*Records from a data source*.
□ □ □ □
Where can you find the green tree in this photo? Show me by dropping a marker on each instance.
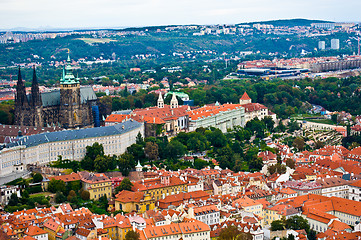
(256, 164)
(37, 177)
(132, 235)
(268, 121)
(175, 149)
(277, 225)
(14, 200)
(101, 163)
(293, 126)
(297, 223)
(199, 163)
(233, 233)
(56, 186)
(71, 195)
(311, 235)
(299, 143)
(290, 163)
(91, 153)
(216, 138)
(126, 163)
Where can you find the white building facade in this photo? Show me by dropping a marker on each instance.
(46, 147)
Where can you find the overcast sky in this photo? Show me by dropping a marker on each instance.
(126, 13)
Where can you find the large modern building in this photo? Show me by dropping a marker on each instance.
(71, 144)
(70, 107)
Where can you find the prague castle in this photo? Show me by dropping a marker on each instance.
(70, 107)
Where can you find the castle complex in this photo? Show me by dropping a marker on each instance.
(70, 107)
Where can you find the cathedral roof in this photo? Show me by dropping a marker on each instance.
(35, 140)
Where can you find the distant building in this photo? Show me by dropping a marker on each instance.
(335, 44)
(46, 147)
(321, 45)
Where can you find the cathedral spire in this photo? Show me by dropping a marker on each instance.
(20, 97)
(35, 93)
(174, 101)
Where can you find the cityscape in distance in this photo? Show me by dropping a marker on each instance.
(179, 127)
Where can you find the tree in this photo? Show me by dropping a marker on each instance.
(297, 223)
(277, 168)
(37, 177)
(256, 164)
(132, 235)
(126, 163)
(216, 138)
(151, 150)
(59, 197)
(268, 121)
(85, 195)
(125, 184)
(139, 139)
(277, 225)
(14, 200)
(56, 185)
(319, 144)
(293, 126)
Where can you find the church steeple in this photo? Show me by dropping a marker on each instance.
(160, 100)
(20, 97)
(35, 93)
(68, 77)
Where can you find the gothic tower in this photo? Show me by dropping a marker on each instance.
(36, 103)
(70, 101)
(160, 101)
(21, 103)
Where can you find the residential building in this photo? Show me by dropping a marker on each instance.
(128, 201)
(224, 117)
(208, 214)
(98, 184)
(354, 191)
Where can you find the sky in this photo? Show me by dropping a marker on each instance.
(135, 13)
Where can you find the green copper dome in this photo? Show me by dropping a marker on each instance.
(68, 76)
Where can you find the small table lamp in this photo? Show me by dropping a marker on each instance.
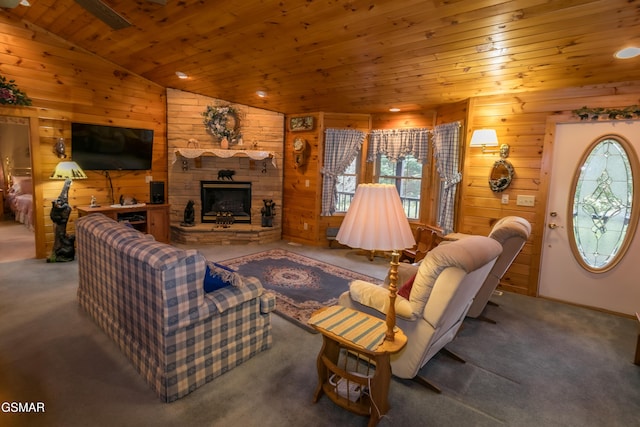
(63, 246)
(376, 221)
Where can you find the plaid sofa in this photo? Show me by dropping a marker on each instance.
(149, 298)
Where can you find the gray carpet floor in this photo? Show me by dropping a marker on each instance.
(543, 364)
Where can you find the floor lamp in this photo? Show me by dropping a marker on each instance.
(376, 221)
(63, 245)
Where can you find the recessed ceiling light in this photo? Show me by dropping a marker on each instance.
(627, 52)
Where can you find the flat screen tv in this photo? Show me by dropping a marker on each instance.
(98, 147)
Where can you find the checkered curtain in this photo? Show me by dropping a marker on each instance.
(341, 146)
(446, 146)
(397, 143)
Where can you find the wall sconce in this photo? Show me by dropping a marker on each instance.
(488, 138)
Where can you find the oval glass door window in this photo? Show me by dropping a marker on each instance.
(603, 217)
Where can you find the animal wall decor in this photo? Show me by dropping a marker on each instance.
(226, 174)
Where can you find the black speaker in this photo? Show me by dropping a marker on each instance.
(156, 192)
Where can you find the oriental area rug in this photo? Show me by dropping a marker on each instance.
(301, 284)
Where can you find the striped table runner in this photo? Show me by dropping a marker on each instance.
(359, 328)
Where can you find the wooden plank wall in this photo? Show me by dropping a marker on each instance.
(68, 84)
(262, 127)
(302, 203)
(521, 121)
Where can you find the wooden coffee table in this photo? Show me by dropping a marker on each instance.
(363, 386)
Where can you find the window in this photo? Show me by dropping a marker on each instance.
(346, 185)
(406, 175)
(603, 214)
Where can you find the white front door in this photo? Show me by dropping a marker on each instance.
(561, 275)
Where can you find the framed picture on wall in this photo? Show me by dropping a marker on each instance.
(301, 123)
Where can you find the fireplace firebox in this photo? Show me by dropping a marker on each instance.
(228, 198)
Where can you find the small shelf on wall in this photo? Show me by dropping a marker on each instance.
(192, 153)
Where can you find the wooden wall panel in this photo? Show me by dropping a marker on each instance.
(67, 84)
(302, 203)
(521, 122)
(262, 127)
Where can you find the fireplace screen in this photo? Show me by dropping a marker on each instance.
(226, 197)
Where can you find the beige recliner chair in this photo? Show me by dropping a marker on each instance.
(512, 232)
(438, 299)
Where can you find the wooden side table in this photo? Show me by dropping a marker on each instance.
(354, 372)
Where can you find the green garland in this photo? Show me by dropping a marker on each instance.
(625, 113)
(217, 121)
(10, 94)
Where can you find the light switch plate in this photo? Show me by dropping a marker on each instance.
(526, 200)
□ □ □ □
Your answer must be the records exactly as they stand, with no pictures in it.

Where can you find the green tree in this photo? Show me by dropping a marker on each instance.
(256, 164)
(37, 177)
(132, 235)
(268, 121)
(175, 149)
(277, 225)
(14, 200)
(101, 163)
(293, 126)
(297, 223)
(199, 163)
(233, 233)
(56, 186)
(71, 195)
(311, 235)
(299, 143)
(290, 163)
(91, 153)
(216, 138)
(126, 163)
Where can you find the white building facade in this photo? Show me by dropping a marker on each instance.
(46, 147)
Where can you find the overcast sky in this photo? Show me by dropping a marker on each instance.
(126, 13)
Where can you find the large modern building in this photo? Show me by dropping a marker on each instance.
(71, 144)
(70, 107)
Where can you find the prague castle in this photo? Show me by dropping a marker on each instance.
(70, 107)
Where can you find the castle complex in this photo? Show me by dropping a marker on each instance.
(70, 107)
Where can you find the cathedral roof in this photo? Show me by dropping a marker on each instance.
(35, 140)
Where can you find the distant building in this photo? Show me by dropping a marker on each instance.
(335, 44)
(46, 147)
(321, 45)
Where can you find the cathedral spire in this photo? Show me by dropping a marker on each instance.
(20, 97)
(35, 93)
(174, 101)
Where can you find the cityscape in distance in this photo? Show me by dropping a marker on each instance.
(179, 127)
Where can you find the tree in this photo? Show me by dropping a marker on each instance.
(297, 223)
(277, 168)
(37, 177)
(256, 164)
(132, 235)
(126, 163)
(216, 138)
(151, 150)
(59, 197)
(268, 121)
(85, 195)
(125, 184)
(139, 139)
(277, 225)
(14, 200)
(56, 185)
(319, 144)
(293, 126)
Where can you find the church steeple in this photo? Show me by dropping a marker on each instance.
(160, 100)
(20, 97)
(35, 93)
(68, 77)
Where can you find the gothic tower in this photo? Show me by dropping a marker on each instance.
(36, 103)
(70, 101)
(160, 101)
(21, 103)
Where can you find the residential building in this photo? Show me by dropping a marker on each instance.
(128, 201)
(224, 117)
(208, 214)
(98, 184)
(354, 191)
Where can you find the sky in this photo? Show me by dropping a marker on each instance.
(135, 13)
Where can you find the green copper dome in this photo? Show me by dropping a marker on each instance.
(68, 76)
Where can you find the small table lamp in this photo? Show me by dropping a marker on each instance.
(63, 246)
(376, 221)
Where can you find the plaid sofa in this photo? Show me by dropping a marker on each instance.
(149, 298)
Where can you find the gray carpet floor in this photo? Show me by dropping a marker on each instance.
(543, 364)
Where can you find the floor lamp in this photo? Show me by dropping a marker on each instance.
(376, 221)
(63, 245)
Where can you find the recessed ceiling light in this photo? Show me by dropping a marker on each instance.
(627, 52)
Where can you find the flat screen tv in this photo? Show me by dropping a marker on each instance.
(98, 147)
Where can you find the checkered curtain in this photo? Show me by dropping a marker on each instance.
(341, 146)
(446, 146)
(397, 143)
Where can you find the wall sconce in this photo? Show me by dropping a marker on each instance.
(488, 138)
Where can you find the oval glass door window in this photo? Show me by dropping a marker on each instance.
(603, 217)
Where can you find the animal wall decor in this photo? Show me by dropping a marker on each instance.
(226, 174)
Where can you find the black speaker in this photo? Show me by dropping a marker on each instance.
(156, 192)
Where can you find the oriental area rug in this photo? Show me by dropping a marker on each instance.
(301, 284)
Where can you find the striped table runner in this photo? Show me by dropping a marker on each instance.
(359, 328)
Where can you find the wooden plank wall in this photo? Show me by dropping a marker on each instance.
(68, 84)
(262, 127)
(302, 203)
(521, 121)
Where can you find the wooden coffee table in this photo? Show me by dropping a marker on each instance.
(363, 386)
Where can you find the window in this photo? Show me by dropping a marker on each instance.
(346, 185)
(406, 175)
(603, 214)
Where can you find the white front door in this photo? Show me by dropping a marker on each instance.
(561, 275)
Where can you find the framed picture on wall in this photo? Show me by dropping a marker on each instance.
(301, 123)
Where can you find the fireplace firebox in this photo? Show me by dropping a marker on each instance.
(228, 198)
Where can you find the small shelf on wall in this photo? Show me by dropping a marker on each instance.
(192, 153)
Where can you find the wooden wall panel in this photo? Show me by dropping a marker on each instance.
(67, 84)
(302, 203)
(521, 122)
(262, 127)
Where can you find the fireplace screen in this photo? Show me by dropping a marker on each instance.
(226, 197)
Where can you find the beige recliner chair in this photo? Show me by dropping a marker on each instance.
(512, 232)
(438, 299)
Where can you find the wooden side table in this photo? Show me by dropping a marker on each instance.
(354, 372)
Where can you find the green garland in this photo? Show me by dropping a marker on each instance.
(625, 113)
(217, 121)
(10, 94)
Where can you find the light switch plate in this photo? Show me by dropping a marker on each instance.
(526, 200)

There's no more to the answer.